++++ EXTRACT PROVIDED ++++

Moving About, Humming,
Still Our Flowers are Blooming,
Under the Old Portcullis


essay no. 2
Dan Plonsey
Summer, 2001

Keywords: royal processional


The music from the Introduction of Portcullis is a royal processional: chancellors and farmers and their families, and their elephants too. Amongst these, the elephant shit-shovelers dart in and out to the appreciation of the children and adults alike: the cheer which is raised upon their behalf is at least as loud and prolonged as for any other participants, partly because there is an overlap between these persons and the clowns, musicians and dancers.

It is an impressive and inspiring show in a world in which parades are fairly common: it demonstrates a good-hearted attempt at faith by the populace for the particular secular hierarchy at hand. Walking along at the very end of the procession is the overtly human Raja or Shah or Emperor or whatever storybook title is chosen for this ruler over a territory of no apparent size which could in fact be nothing, or equally likely, comprises half the earth and sky.

The organization of this little kingdom is perhaps a bit personality-driven, whimsically administered, adhering only to precedent when lethargy hits, or on days in which imagination and generosity are both in short supply. You could almost make an unnoticed transition to an opposite, shadow kingdom, from which demons of destruction would emerge to terrify the populace. Simply by switching from the romantic to the practical. For although practicality may be a stand-in for truth, and romanticism for fiction, fiction may yet prove the stronger and more reliable framework from which to organize one's own life and the collective kingdom.

++++

- COMPLETE THE FOLLOWING
• a. Give the stretch of the essay from "essay no. 2" through "musicians and dancers." again, substituting "parade" for "processional".
• b. Using the essay, say whether each statement agrees with it, and quote the words that decide each: (i) The ruler walks at the very front of the procession. (ii) Parades are fairly common in the world described. (iii) Practicality may be a stand-in for fiction.

++++ RECORD SET ++++

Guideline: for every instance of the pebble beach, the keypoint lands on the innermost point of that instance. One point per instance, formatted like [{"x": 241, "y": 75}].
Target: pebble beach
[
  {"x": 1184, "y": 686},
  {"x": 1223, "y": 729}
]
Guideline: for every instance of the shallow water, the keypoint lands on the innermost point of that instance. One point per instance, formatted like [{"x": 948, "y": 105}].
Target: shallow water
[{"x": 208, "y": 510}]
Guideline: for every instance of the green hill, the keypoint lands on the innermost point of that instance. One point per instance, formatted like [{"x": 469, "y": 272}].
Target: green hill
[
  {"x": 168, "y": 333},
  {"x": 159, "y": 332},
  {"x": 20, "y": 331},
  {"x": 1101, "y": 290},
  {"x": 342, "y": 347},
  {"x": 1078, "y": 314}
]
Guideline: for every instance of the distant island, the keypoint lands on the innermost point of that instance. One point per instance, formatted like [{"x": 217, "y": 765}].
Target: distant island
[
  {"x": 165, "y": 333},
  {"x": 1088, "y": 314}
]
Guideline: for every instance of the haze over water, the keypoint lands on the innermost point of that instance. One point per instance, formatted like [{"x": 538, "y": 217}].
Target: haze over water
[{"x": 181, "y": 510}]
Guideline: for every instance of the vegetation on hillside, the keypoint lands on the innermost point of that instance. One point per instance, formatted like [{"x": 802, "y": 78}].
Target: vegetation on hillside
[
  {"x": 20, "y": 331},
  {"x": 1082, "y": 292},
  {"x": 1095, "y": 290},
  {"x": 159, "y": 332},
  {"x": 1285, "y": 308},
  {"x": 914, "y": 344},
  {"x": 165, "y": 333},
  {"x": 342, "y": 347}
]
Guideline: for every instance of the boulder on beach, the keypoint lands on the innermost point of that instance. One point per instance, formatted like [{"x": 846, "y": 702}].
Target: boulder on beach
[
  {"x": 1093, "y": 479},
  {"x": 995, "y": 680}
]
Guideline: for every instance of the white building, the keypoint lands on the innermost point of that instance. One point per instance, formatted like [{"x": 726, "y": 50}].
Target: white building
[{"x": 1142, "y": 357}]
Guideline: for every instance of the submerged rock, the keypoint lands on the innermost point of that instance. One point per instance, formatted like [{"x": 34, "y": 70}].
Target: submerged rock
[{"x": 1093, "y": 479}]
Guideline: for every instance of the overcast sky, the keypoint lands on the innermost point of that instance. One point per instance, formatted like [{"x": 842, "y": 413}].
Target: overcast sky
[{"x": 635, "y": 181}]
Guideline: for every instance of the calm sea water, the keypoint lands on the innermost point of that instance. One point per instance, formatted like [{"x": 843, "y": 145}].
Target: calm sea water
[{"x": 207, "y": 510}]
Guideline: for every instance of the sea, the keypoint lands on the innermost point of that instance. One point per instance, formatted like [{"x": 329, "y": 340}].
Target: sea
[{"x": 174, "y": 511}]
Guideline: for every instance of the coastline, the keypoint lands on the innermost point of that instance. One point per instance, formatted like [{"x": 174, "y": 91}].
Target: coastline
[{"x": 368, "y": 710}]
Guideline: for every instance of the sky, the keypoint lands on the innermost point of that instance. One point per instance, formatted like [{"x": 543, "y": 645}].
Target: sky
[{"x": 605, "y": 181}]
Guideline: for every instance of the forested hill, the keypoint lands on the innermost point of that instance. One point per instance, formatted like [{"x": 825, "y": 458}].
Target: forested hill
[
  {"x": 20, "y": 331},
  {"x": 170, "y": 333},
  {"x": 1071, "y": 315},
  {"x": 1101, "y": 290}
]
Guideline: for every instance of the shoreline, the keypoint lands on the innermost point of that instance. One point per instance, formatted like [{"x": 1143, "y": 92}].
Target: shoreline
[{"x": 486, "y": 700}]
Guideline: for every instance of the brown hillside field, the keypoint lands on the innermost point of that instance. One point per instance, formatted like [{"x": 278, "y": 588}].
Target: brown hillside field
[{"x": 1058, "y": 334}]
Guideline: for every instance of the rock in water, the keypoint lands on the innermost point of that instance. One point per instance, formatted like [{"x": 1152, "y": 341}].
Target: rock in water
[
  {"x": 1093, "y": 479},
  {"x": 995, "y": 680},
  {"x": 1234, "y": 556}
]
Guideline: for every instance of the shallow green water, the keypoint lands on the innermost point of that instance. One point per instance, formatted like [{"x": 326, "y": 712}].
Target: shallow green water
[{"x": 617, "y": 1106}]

++++

- EXERCISE RESULTS
• a.
essay no. 2
Dan Plonsey
Summer, 2001

Keywords: royal parade


The music from the Introduction of Portcullis is a royal parade: chancellors and farmers and their families, and their elephants too. Amongst these, the elephant shit-shovelers dart in and out to the appreciation of the children and adults alike: the cheer which is raised upon their behalf is at least as loud and prolonged as for any other participants, partly because there is an overlap between these persons and the clowns, musicians and dancers.

• b.
(i) No: "Walking along at the very end of the procession is the overtly human Raja or Shah or Emperor"
(ii) Yes: "in a world in which parades are fairly common"
(iii) No: "practicality may be a stand-in for truth, and romanticism for fiction"